## Recorded data

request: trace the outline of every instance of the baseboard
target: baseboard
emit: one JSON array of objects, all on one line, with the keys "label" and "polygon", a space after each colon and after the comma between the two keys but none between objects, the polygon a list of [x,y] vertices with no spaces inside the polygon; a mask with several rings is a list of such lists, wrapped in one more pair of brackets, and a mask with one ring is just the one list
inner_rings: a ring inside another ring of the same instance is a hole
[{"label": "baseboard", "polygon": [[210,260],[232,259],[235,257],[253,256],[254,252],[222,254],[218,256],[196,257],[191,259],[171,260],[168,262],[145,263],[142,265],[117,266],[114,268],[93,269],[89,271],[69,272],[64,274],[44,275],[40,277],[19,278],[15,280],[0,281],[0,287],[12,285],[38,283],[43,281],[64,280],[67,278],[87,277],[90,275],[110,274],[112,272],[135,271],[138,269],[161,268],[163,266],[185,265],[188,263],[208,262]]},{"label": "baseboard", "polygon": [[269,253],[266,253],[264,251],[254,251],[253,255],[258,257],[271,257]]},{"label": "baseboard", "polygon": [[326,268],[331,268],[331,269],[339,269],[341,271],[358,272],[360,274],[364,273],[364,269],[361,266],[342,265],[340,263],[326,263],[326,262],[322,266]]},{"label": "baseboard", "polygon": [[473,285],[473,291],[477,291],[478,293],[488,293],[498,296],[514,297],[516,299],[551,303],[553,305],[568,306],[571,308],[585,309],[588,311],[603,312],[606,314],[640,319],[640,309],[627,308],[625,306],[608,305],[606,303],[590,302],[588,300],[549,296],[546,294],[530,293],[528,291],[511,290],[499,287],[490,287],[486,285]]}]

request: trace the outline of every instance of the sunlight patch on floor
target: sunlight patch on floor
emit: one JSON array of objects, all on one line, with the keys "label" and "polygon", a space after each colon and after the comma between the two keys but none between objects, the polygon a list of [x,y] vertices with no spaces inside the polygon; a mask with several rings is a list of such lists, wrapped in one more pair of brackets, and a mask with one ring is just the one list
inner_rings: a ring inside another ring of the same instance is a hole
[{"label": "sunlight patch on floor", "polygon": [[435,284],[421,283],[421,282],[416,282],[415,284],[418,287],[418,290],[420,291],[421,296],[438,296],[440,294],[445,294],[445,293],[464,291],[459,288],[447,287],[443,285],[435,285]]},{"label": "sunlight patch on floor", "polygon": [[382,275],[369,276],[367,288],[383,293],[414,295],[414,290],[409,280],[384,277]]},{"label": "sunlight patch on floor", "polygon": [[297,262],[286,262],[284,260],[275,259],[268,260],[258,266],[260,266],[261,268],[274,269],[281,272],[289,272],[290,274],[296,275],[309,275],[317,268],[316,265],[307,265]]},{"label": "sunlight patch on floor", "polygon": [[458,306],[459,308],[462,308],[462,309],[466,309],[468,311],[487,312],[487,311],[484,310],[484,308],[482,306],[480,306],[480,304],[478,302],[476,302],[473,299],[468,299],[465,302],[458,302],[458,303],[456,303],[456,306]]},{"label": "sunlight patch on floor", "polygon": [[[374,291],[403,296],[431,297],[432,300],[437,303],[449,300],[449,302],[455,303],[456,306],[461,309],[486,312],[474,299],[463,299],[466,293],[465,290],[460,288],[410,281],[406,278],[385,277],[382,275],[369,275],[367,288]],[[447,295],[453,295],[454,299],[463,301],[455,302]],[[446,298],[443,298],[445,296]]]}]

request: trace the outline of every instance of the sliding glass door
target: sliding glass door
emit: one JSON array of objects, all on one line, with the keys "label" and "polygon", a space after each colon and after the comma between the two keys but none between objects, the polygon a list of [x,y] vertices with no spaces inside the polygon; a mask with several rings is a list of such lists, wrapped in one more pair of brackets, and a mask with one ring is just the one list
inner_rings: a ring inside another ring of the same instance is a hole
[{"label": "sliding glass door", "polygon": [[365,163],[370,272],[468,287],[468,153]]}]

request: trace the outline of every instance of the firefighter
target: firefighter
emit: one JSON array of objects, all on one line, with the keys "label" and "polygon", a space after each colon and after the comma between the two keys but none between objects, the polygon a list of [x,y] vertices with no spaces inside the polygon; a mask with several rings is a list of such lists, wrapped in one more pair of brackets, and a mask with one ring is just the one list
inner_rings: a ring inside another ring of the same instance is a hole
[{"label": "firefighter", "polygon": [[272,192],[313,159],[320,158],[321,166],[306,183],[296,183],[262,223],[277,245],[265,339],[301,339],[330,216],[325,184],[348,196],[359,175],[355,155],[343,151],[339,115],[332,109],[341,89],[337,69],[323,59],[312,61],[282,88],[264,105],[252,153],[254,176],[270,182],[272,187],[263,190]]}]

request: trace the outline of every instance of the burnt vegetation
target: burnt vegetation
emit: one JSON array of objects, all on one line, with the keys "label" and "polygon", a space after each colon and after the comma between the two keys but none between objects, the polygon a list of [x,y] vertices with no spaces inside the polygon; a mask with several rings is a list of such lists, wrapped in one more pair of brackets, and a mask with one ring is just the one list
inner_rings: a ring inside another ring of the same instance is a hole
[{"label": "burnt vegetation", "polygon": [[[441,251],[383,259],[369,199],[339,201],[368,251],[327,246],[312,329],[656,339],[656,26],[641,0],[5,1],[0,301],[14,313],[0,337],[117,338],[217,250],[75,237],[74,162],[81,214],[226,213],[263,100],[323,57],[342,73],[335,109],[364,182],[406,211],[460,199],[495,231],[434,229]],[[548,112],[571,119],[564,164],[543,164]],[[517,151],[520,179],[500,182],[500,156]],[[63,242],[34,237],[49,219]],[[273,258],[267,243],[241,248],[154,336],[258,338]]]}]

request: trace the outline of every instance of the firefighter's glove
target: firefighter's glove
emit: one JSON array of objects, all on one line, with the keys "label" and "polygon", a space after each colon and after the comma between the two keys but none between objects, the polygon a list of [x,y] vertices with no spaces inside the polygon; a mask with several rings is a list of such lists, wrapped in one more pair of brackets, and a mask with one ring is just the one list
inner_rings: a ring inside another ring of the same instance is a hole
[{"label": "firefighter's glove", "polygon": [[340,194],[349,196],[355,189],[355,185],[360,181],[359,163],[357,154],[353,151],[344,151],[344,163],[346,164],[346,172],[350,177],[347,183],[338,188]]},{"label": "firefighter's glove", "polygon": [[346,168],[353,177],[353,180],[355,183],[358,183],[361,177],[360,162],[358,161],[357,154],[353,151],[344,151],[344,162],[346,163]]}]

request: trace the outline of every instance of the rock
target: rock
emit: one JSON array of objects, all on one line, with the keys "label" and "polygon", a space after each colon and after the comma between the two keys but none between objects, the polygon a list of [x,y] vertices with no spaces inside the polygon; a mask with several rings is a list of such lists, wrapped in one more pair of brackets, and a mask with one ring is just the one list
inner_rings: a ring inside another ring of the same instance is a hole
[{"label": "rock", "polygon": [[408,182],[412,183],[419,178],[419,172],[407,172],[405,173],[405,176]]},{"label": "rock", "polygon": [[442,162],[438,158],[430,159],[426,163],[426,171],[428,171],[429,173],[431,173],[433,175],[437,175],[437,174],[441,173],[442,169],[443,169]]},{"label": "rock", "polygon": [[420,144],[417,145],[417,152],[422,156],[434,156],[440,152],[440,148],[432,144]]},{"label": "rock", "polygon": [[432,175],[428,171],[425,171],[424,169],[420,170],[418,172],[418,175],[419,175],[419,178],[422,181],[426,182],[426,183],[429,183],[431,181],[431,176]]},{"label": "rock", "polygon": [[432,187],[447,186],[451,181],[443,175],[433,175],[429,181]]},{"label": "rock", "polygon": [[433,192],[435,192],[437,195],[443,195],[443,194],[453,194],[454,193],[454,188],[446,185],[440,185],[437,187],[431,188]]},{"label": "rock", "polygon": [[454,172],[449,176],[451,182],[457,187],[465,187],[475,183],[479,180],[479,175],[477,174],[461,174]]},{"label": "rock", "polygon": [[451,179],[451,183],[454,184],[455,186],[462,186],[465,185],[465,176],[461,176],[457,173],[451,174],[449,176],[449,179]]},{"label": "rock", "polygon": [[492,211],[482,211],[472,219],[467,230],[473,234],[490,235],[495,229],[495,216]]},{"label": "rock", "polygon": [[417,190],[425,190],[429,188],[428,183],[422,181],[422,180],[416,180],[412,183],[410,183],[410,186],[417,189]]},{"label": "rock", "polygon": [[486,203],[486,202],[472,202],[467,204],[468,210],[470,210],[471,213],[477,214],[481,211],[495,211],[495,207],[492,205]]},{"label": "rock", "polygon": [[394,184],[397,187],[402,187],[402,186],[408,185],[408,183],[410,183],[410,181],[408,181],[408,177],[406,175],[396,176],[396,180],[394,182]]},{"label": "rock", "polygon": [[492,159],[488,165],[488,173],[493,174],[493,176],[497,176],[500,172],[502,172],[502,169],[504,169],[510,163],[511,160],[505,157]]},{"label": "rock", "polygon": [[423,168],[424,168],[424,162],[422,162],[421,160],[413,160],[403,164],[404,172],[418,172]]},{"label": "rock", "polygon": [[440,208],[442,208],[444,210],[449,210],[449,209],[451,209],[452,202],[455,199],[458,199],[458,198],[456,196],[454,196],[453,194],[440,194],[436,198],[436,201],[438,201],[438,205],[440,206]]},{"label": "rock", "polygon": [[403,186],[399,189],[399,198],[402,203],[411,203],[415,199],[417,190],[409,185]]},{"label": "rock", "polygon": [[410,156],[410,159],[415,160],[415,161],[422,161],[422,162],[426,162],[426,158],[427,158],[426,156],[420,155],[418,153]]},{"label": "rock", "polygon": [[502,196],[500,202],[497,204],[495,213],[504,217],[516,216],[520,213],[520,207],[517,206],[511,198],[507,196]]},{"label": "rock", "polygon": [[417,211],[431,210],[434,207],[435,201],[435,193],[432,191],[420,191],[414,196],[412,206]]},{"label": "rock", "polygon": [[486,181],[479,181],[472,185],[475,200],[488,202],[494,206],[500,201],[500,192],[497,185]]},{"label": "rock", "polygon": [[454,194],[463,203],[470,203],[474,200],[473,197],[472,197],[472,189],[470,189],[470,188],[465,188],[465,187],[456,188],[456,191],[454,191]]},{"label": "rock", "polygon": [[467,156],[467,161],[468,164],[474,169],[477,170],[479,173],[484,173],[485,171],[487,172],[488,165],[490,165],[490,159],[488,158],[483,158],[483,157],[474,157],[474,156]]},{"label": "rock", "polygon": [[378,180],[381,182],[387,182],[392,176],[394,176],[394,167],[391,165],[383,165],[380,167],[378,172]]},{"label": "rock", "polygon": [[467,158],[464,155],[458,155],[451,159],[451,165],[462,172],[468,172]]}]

## Task requirements
Search the entries for the word "target" and pick out every line that holds it.

## Exercise solution
target: baseboard
target: sunlight patch on floor
target: sliding glass door
target: firefighter
target: burnt vegetation
target: firefighter's glove
target: rock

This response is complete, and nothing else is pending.